PASSAGE PROVIDED —
* * * * * * * * *

29 November 2010

No ifs, no buts, say NO to all the cuts



UCL Occupation, Day 5

Between the meetings, discussions, updates and proposals, we dance a ceilidh. The caller is a music teacher from SOAS, heavily moustached, the other side of middle age, and wearing a bright knitted jumper. He sings in Italian. He sings a song about wallpaper that hails from Bethnal Green. We dance to his fiddle. We all get hot, not bothered, for an hour or so.

But there is something to get bothered about.
But you have to dance too.

23 November 2010

Fabric

Mixing florals, mixing patterns,

I want to wrap myself in prints

and create paisley damask distractions.

Textiles tailored for straightjackets.

The busy shapes fail to tessellate;

they cannot fool my senses.


I wrap myself in prints

as fingers wrap themselves around

the cross-stitch strings inside organs,

plucking fingerprint beats

and pulling pulling gentle persistence,

undoing what was sewn.


Beneath cotton hibiscus bruises

I see the imprint of you.

17 November 2010



At work I've been building forts out of boxes and books and brown parcel paper. (Plus dogs.)

* * * * * * * * *

ACTIVITY LIST —
• 1. Reproduce the stretch of the blog posts above from "23 November 2010" through "tailored for straightjackets.".
• 2. In the blog posts above, what instrument does the ceilidh caller play?

SOURCE MATERIAL —
* * * * * * * * *

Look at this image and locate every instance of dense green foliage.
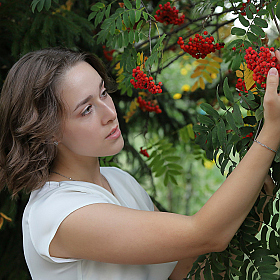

* * * * * * * * *

SOLUTIONS TO THE EXERCISE —
• 1.
23 November 2010

Fabric

Mixing florals, mixing patterns,

I want to wrap myself in prints

and create paisley damask distractions.

Textiles tailored for straightjackets.

• 2. The fiddle.